**Short problem:** Which lines in the records below contain the string "gravel"? List each such line in full, treating uppercase and lowercase letters as distinct.

──────── Provided data

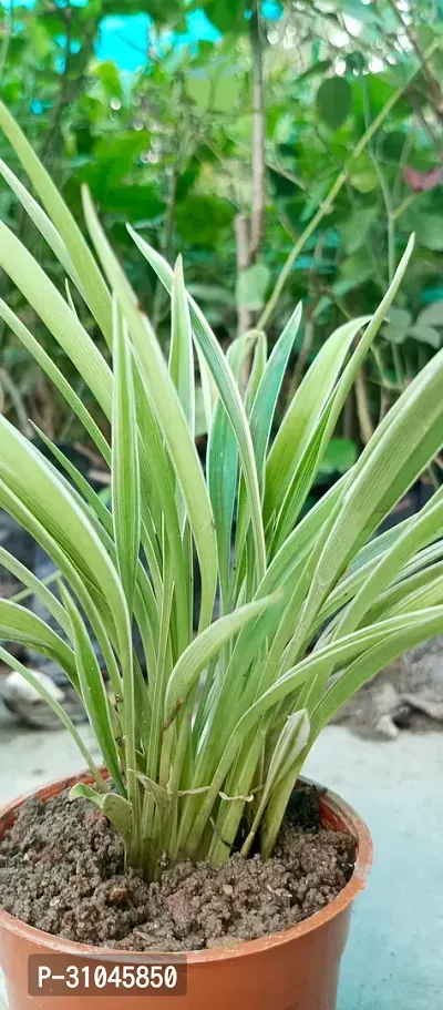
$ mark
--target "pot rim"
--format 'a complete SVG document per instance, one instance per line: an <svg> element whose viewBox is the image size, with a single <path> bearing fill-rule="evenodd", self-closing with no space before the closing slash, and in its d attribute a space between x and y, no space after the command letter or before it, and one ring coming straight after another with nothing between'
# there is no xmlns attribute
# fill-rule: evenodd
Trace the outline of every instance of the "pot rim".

────────────────
──────── Provided data

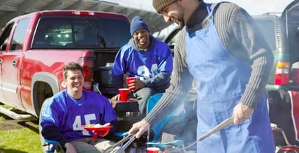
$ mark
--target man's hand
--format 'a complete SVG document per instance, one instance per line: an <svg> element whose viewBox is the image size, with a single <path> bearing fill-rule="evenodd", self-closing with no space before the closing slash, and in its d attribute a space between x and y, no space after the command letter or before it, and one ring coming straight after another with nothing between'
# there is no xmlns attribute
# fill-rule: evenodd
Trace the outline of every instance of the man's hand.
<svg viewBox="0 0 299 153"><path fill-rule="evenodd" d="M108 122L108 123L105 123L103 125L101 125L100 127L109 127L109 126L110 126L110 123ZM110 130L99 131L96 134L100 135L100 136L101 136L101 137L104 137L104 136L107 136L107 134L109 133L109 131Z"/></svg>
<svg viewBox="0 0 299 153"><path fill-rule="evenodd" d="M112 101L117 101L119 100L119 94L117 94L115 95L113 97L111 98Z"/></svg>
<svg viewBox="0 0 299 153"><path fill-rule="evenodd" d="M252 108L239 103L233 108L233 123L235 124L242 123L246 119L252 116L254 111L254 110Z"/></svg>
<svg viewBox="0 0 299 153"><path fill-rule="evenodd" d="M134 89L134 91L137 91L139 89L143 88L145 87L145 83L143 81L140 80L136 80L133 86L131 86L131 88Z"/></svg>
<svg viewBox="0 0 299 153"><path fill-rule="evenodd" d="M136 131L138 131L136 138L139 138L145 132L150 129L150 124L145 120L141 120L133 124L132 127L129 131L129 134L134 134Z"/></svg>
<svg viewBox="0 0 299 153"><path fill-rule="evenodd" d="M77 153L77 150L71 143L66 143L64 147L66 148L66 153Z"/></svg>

────────────────
──────── Provided data

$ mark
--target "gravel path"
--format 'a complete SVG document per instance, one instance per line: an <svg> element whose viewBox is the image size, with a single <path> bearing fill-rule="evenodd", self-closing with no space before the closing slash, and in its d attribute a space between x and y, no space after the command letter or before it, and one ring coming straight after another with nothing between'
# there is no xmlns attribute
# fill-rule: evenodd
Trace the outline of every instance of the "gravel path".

────────────────

**Correct answer:**
--target "gravel path"
Trace the outline of every instance of the "gravel path".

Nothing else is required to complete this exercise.